**Given passage:**
# Hello from Scotland



## Jehanzeb (Nov 2, 2008)

Hey a very warm welcome to you Deborah. Is it snowing in Scotland? I heard it is going to be snowing today 

Hope you enjoy your stay here. 

Regards


----------



## Cruz (Dec 4, 2008)

No  

It was ment to and its just cold rain. 

lol

Thanks for the welcome.


----------



## Jehanzeb (Nov 2, 2008)

No problemo!  When it snows please do let us know 

Regards


----------



## Painted Ride (Jun 30, 2008)

welcome to the hf!!! have a nice time posting!


----------



## RusticWildFire (Jul 6, 2008)

Welcome to the forum!


----------



## bedouin (Oct 12, 2008)

Welcome to the forum and enjoy posting.


----------



## free_sprtd (Oct 18, 2007)

hey there! welcome and hope you enjoy it here


----------



## Kentucky (Aug 2, 2008)

welcome and enjoy the ride


----------



## PoptartShop (Jul 25, 2010)

Welcome to the Horse Forum!


----------



## highlander (Oct 26, 2008)

hi, were in scotland are you? i'm in the outer hebrides. welcome.


----------



## MINIATURE SHETLANDS (Nov 26, 2008)

Great big mini horse welcome!


----------



## Vidaloco (Sep 14, 2007)

Hi Deborah welcome to the HF sounds like your Cruz is going to be a Big girl


----------

**Direction 1:**
Rewrite the rows from the first one through the line containing "Provide the outline of every instance of the black", inclusive, changing "black mane" to "white mane" and leaving everything else untouched.
The forum thread and the rows that come after it are unrelated material.

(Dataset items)
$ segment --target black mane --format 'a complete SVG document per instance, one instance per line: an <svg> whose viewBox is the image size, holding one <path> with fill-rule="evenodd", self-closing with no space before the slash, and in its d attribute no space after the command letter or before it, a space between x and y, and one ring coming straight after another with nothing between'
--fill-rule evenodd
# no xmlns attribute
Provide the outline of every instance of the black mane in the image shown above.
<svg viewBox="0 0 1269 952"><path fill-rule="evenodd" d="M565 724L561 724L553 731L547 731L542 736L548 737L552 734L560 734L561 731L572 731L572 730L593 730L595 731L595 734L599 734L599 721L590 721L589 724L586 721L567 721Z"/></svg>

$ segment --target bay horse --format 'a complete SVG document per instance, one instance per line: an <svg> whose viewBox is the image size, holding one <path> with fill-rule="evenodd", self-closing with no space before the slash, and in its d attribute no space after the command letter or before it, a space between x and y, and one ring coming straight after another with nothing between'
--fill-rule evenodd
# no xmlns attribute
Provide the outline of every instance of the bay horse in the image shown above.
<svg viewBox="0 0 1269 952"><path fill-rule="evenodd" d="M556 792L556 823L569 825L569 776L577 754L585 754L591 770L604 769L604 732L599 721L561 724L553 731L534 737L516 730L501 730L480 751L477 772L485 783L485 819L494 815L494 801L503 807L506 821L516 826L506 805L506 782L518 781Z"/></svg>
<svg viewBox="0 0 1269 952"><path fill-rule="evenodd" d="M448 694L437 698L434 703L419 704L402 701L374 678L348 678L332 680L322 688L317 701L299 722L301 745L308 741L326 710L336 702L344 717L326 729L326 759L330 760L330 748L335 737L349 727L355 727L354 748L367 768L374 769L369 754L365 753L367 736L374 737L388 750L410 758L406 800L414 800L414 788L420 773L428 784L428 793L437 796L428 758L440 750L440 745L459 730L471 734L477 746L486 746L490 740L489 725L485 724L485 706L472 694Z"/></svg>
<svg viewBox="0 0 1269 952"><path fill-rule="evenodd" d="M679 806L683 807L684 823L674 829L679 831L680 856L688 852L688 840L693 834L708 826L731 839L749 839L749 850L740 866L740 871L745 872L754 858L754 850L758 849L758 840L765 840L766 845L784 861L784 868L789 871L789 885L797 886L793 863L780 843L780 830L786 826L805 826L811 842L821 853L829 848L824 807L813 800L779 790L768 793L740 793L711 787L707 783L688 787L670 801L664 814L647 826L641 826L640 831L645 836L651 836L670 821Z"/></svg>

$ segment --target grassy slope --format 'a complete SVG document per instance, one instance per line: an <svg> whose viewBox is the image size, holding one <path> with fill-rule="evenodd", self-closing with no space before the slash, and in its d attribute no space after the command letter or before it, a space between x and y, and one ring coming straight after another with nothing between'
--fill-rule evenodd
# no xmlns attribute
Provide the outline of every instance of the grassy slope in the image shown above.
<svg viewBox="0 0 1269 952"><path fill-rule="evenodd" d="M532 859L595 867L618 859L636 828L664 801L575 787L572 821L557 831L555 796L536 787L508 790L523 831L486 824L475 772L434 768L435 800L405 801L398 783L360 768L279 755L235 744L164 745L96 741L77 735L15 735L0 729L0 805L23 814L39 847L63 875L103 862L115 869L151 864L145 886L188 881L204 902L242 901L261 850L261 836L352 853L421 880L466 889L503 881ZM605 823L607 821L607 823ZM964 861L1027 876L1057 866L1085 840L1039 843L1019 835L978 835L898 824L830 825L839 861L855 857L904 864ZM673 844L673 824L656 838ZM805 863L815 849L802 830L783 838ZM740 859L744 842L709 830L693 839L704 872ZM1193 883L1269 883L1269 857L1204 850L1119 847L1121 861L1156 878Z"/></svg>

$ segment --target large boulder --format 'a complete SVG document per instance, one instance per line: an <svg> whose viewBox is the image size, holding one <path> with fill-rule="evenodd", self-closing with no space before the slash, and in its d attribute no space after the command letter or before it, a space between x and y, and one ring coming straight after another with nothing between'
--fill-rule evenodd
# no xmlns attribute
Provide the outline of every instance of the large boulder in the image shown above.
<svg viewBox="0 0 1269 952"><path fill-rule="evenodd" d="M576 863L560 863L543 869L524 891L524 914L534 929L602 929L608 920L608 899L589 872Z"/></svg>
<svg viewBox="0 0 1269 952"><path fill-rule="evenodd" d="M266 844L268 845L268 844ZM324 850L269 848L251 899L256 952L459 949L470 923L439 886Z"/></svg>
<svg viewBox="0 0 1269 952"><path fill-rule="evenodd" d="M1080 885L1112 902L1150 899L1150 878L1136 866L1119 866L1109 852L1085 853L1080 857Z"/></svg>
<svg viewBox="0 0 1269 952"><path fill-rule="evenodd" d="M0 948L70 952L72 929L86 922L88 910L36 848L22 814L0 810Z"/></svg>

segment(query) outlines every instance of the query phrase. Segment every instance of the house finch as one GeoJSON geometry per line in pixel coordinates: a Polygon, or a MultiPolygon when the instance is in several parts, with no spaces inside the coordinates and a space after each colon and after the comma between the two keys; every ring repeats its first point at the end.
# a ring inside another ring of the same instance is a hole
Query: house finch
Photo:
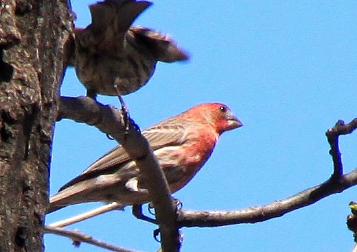
{"type": "Polygon", "coordinates": [[[92,23],[75,29],[75,58],[69,64],[74,64],[89,97],[131,93],[148,82],[158,61],[188,59],[168,36],[130,26],[151,4],[146,1],[105,0],[89,6],[92,23]]]}
{"type": "MultiPolygon", "coordinates": [[[[222,103],[196,105],[142,131],[171,192],[185,186],[211,155],[223,132],[242,126],[222,103]]],[[[145,177],[120,145],[95,161],[49,199],[48,212],[89,201],[142,204],[150,201],[145,177]]]]}

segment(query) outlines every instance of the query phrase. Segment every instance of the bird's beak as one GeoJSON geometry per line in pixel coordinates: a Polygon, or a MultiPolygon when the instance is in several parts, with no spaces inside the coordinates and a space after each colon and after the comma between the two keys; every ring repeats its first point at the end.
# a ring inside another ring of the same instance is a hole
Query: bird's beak
{"type": "Polygon", "coordinates": [[[233,113],[229,113],[227,117],[228,130],[239,128],[243,123],[233,113]]]}

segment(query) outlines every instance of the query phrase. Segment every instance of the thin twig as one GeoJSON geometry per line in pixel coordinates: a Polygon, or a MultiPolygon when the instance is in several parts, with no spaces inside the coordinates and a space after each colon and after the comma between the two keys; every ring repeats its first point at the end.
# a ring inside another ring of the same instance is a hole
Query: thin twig
{"type": "Polygon", "coordinates": [[[53,227],[63,227],[110,211],[122,210],[124,207],[123,205],[119,204],[117,202],[113,202],[93,210],[86,212],[85,213],[49,224],[49,226],[53,227]]]}
{"type": "Polygon", "coordinates": [[[326,132],[327,141],[331,147],[330,154],[334,162],[334,173],[332,179],[338,179],[343,174],[341,153],[338,147],[338,136],[352,133],[357,128],[357,118],[354,118],[349,123],[345,124],[343,121],[339,120],[334,127],[329,129],[326,132]]]}
{"type": "Polygon", "coordinates": [[[65,236],[73,240],[73,242],[82,242],[91,244],[94,246],[100,247],[112,251],[116,252],[137,252],[131,249],[128,249],[119,247],[117,247],[106,242],[102,242],[94,239],[92,236],[81,234],[78,231],[65,230],[60,227],[54,227],[49,226],[43,227],[43,232],[47,234],[54,234],[58,236],[65,236]]]}

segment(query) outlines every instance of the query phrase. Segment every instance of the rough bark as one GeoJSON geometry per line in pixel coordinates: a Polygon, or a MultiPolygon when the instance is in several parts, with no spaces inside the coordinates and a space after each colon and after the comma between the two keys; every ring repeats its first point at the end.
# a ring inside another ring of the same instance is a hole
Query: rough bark
{"type": "Polygon", "coordinates": [[[56,101],[72,21],[67,0],[0,1],[0,251],[43,250],[56,101]]]}

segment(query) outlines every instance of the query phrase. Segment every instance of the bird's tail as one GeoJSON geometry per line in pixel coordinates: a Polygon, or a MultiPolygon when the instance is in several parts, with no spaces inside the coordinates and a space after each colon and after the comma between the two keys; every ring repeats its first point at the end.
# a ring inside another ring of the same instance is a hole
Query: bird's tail
{"type": "Polygon", "coordinates": [[[49,205],[46,214],[51,213],[68,205],[86,202],[83,199],[87,199],[85,195],[88,192],[88,190],[85,190],[84,187],[73,186],[60,190],[49,197],[49,205]]]}

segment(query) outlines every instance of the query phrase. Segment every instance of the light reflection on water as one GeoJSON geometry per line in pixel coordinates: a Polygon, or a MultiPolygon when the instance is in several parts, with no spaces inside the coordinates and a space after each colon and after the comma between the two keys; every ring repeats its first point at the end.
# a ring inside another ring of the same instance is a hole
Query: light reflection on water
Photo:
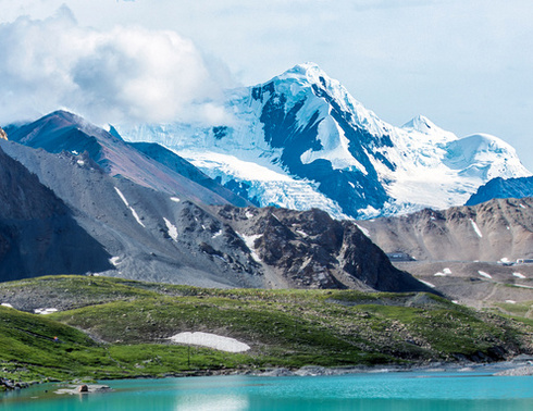
{"type": "Polygon", "coordinates": [[[114,391],[0,397],[2,410],[533,410],[532,377],[389,373],[318,377],[216,376],[108,382],[114,391]],[[38,399],[32,397],[39,397],[38,399]]]}

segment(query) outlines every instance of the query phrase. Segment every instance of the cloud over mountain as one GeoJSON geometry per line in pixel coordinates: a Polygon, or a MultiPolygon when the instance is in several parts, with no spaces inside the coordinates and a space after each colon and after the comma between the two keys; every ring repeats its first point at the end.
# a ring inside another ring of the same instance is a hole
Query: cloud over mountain
{"type": "Polygon", "coordinates": [[[0,25],[0,122],[58,108],[97,123],[220,120],[230,75],[170,30],[82,27],[69,8],[0,25]]]}

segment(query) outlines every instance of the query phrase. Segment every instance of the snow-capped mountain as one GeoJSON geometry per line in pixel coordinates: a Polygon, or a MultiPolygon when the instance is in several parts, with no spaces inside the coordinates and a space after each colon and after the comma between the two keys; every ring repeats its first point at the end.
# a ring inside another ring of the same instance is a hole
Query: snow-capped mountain
{"type": "Polygon", "coordinates": [[[315,64],[231,90],[225,125],[120,126],[160,142],[258,205],[370,217],[463,204],[494,177],[531,173],[488,135],[458,138],[418,116],[395,127],[315,64]]]}

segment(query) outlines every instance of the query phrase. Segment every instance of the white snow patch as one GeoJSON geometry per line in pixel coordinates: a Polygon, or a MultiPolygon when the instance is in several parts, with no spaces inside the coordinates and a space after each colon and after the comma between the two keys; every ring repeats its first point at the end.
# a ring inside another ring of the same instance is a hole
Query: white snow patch
{"type": "Polygon", "coordinates": [[[191,344],[195,346],[202,346],[214,348],[215,350],[226,352],[244,352],[250,349],[245,342],[240,342],[235,338],[223,337],[216,334],[210,333],[179,333],[169,338],[173,342],[191,344]]]}
{"type": "MultiPolygon", "coordinates": [[[[274,214],[272,214],[272,215],[274,215],[274,214]]],[[[253,258],[253,260],[256,260],[256,262],[260,263],[261,259],[256,253],[256,251],[253,251],[256,249],[256,247],[253,247],[253,242],[256,242],[256,240],[259,237],[261,237],[261,234],[257,234],[257,235],[252,235],[252,236],[245,236],[244,234],[239,234],[239,236],[246,242],[246,247],[248,247],[248,249],[250,250],[250,253],[251,253],[251,257],[253,258]]]]}
{"type": "Polygon", "coordinates": [[[114,266],[117,266],[117,265],[119,265],[119,263],[120,263],[120,260],[121,260],[121,258],[120,258],[120,257],[111,257],[111,258],[109,259],[109,262],[110,262],[111,264],[113,264],[114,266]]]}
{"type": "Polygon", "coordinates": [[[122,191],[117,188],[117,187],[114,187],[116,194],[119,195],[119,197],[121,198],[122,202],[124,202],[124,204],[126,204],[126,207],[129,207],[129,203],[127,202],[126,198],[124,197],[124,195],[122,194],[122,191]]]}
{"type": "Polygon", "coordinates": [[[135,211],[135,209],[133,207],[131,207],[129,210],[132,211],[132,214],[135,217],[135,220],[137,220],[137,223],[139,223],[144,227],[145,224],[142,224],[142,222],[140,221],[139,214],[137,214],[137,211],[135,211]]]}
{"type": "Polygon", "coordinates": [[[478,274],[480,274],[482,277],[485,277],[485,278],[492,278],[493,277],[491,274],[487,274],[484,271],[478,271],[478,274]]]}
{"type": "Polygon", "coordinates": [[[364,234],[364,236],[367,236],[367,237],[369,237],[369,238],[370,238],[370,232],[369,232],[367,228],[361,227],[361,226],[360,226],[359,224],[357,224],[357,223],[356,223],[356,225],[357,225],[357,228],[359,228],[359,229],[362,232],[362,234],[364,234]]]}
{"type": "Polygon", "coordinates": [[[46,314],[51,314],[52,312],[58,312],[58,309],[53,309],[53,308],[50,308],[50,309],[35,309],[34,312],[36,314],[46,315],[46,314]]]}
{"type": "Polygon", "coordinates": [[[163,217],[164,224],[166,225],[166,231],[169,232],[169,235],[174,241],[177,241],[177,228],[174,224],[172,224],[169,220],[163,217]]]}
{"type": "Polygon", "coordinates": [[[137,214],[137,211],[135,211],[135,209],[129,205],[129,203],[126,200],[126,197],[124,197],[124,195],[122,194],[122,191],[119,188],[114,187],[114,189],[115,189],[116,194],[119,195],[119,197],[121,198],[122,202],[124,202],[124,204],[126,204],[126,207],[129,209],[129,211],[132,212],[132,214],[135,217],[135,220],[137,221],[137,223],[139,223],[142,227],[145,227],[145,224],[142,224],[142,222],[139,219],[139,214],[137,214]]]}
{"type": "Polygon", "coordinates": [[[475,234],[478,234],[478,237],[483,238],[483,234],[481,233],[481,229],[478,226],[478,224],[475,224],[475,221],[470,219],[470,223],[472,224],[472,228],[474,229],[475,234]]]}
{"type": "Polygon", "coordinates": [[[435,288],[435,285],[427,283],[427,282],[424,282],[423,279],[419,278],[419,282],[425,284],[427,287],[435,288]]]}

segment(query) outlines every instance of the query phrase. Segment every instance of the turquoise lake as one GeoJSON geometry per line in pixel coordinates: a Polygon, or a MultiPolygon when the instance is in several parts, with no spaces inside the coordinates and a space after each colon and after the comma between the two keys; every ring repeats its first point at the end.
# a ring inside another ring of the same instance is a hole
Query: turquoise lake
{"type": "Polygon", "coordinates": [[[371,373],[104,382],[113,391],[57,395],[46,384],[0,395],[2,410],[533,410],[533,377],[371,373]],[[45,393],[48,390],[48,393],[45,393]]]}

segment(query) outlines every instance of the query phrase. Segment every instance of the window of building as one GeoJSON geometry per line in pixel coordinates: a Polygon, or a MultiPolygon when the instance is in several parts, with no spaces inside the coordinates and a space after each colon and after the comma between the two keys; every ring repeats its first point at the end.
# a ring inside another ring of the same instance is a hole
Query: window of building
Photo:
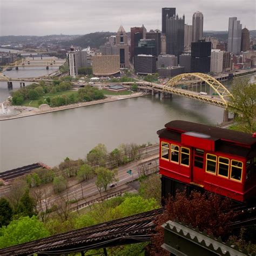
{"type": "Polygon", "coordinates": [[[179,146],[177,145],[171,145],[171,161],[179,163],[179,146]]]}
{"type": "Polygon", "coordinates": [[[180,164],[183,165],[190,166],[190,150],[187,147],[180,148],[180,164]]]}
{"type": "Polygon", "coordinates": [[[242,163],[231,160],[231,174],[230,178],[236,180],[242,180],[242,163]]]}
{"type": "Polygon", "coordinates": [[[228,178],[230,159],[225,157],[219,157],[218,174],[228,178]]]}
{"type": "Polygon", "coordinates": [[[206,154],[206,172],[216,173],[217,157],[214,154],[206,154]]]}
{"type": "Polygon", "coordinates": [[[203,169],[204,167],[204,151],[203,150],[196,149],[194,150],[194,166],[203,169]]]}
{"type": "Polygon", "coordinates": [[[166,142],[162,142],[161,143],[161,158],[169,160],[169,149],[170,144],[166,142]]]}

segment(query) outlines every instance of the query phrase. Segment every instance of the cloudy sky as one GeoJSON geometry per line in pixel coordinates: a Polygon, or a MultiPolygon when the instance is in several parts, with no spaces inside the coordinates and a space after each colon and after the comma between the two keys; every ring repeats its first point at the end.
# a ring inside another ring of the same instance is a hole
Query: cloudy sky
{"type": "Polygon", "coordinates": [[[126,31],[144,23],[161,29],[161,8],[175,7],[185,23],[203,12],[204,30],[227,30],[228,17],[237,17],[255,29],[255,0],[0,0],[1,35],[83,35],[126,31]]]}

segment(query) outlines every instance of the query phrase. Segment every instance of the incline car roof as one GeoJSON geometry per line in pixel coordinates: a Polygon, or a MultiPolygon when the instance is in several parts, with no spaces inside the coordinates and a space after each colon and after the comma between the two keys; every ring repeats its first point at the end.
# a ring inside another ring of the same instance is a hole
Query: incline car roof
{"type": "Polygon", "coordinates": [[[253,138],[252,134],[250,133],[190,122],[177,120],[167,123],[165,126],[168,130],[176,131],[179,133],[193,131],[210,135],[212,137],[221,140],[248,146],[256,144],[256,138],[253,138]]]}

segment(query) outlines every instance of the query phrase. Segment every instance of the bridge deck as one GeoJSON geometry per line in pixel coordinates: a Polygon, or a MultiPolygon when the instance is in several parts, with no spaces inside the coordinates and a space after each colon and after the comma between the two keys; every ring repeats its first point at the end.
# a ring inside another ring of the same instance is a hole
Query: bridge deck
{"type": "Polygon", "coordinates": [[[0,255],[70,253],[150,240],[163,208],[0,250],[0,255]]]}

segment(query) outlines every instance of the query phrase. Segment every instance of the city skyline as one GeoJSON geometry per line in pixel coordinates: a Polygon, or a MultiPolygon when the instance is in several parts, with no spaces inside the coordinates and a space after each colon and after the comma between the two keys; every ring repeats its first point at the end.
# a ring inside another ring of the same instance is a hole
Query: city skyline
{"type": "Polygon", "coordinates": [[[185,0],[182,3],[176,0],[171,3],[166,0],[75,0],[72,2],[65,0],[2,0],[0,4],[1,36],[114,32],[121,23],[126,31],[143,23],[148,30],[161,30],[161,8],[165,7],[176,8],[180,16],[185,14],[185,23],[190,25],[193,14],[201,12],[205,31],[227,31],[229,17],[238,17],[243,26],[250,30],[255,29],[255,3],[252,0],[248,0],[246,5],[239,0],[225,2],[217,0],[213,5],[210,0],[185,0]],[[122,11],[124,9],[125,13],[122,11]]]}

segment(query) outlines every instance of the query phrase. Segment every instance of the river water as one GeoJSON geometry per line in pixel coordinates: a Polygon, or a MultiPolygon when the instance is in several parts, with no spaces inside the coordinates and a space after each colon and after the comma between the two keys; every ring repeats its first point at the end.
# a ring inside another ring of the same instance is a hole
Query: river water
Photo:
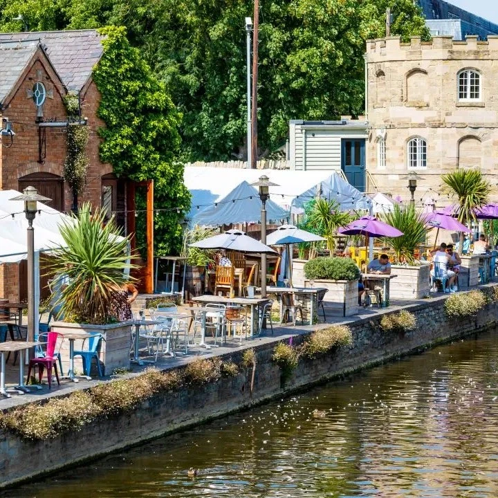
{"type": "Polygon", "coordinates": [[[162,438],[1,496],[495,498],[498,332],[162,438]],[[199,469],[197,477],[187,475],[191,467],[199,469]]]}

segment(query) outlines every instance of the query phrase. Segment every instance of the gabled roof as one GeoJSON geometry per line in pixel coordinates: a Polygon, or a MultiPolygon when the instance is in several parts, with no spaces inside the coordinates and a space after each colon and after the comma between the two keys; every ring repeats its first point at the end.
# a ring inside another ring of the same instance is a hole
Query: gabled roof
{"type": "MultiPolygon", "coordinates": [[[[103,37],[96,30],[0,33],[0,46],[6,41],[23,44],[26,41],[41,43],[64,86],[68,90],[80,91],[91,76],[93,66],[100,60],[103,37]]],[[[3,65],[0,67],[0,86],[3,87],[3,65]]]]}
{"type": "Polygon", "coordinates": [[[38,46],[37,40],[0,44],[0,102],[15,85],[38,46]]]}

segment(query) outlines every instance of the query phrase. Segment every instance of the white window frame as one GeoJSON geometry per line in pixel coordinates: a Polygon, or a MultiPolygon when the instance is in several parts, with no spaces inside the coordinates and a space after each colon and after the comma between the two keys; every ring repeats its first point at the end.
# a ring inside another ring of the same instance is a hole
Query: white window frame
{"type": "Polygon", "coordinates": [[[385,169],[385,138],[381,136],[377,140],[377,167],[379,169],[385,169]]]}
{"type": "Polygon", "coordinates": [[[476,69],[463,69],[459,72],[456,77],[456,91],[458,92],[459,102],[479,102],[482,96],[482,76],[476,69]],[[461,77],[464,77],[463,85],[461,84],[461,77]],[[477,77],[479,84],[476,86],[475,82],[472,82],[472,77],[477,77]],[[477,86],[479,95],[477,97],[471,97],[471,88],[477,86]],[[462,94],[463,96],[462,97],[462,94]]]}
{"type": "Polygon", "coordinates": [[[427,140],[423,137],[412,137],[407,142],[408,169],[427,169],[427,140]]]}

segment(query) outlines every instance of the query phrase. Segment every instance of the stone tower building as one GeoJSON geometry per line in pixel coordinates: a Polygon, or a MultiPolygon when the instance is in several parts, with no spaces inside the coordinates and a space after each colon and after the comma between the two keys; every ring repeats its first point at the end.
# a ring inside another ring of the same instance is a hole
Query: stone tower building
{"type": "Polygon", "coordinates": [[[455,168],[481,168],[497,184],[498,37],[387,37],[367,42],[365,60],[371,188],[407,200],[414,171],[416,203],[443,205],[440,175],[455,168]]]}

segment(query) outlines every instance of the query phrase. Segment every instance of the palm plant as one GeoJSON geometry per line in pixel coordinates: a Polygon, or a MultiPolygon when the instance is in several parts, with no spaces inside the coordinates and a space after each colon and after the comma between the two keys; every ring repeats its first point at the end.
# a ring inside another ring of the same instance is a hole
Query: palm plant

**Direction 2:**
From the forum thread, copy the text between "## highlander (Oct" and "mini horse welcome!", inclusive, word for word.

**Complete answer 1:**
$ segment --target white mane --format 'a complete SVG document per instance, one instance per line: an <svg> whose viewBox is the image size, holding one <path> with fill-rule="evenodd", self-closing with no space before the slash, and in its d attribute no space after the command letter or before it, a space between x and y, and one ring coming straight after another with nothing between'
--fill-rule evenodd
# no xmlns attribute
Provide the outline of every instance of the white mane in the image shown above.

**Complete answer 2:**
## highlander (Oct 26, 2008)

hi, were in scotland are you? i'm in the outer hebrides. welcome.


----------



## MINIATURE SHETLANDS (Nov 26, 2008)

Great big mini horse welcome!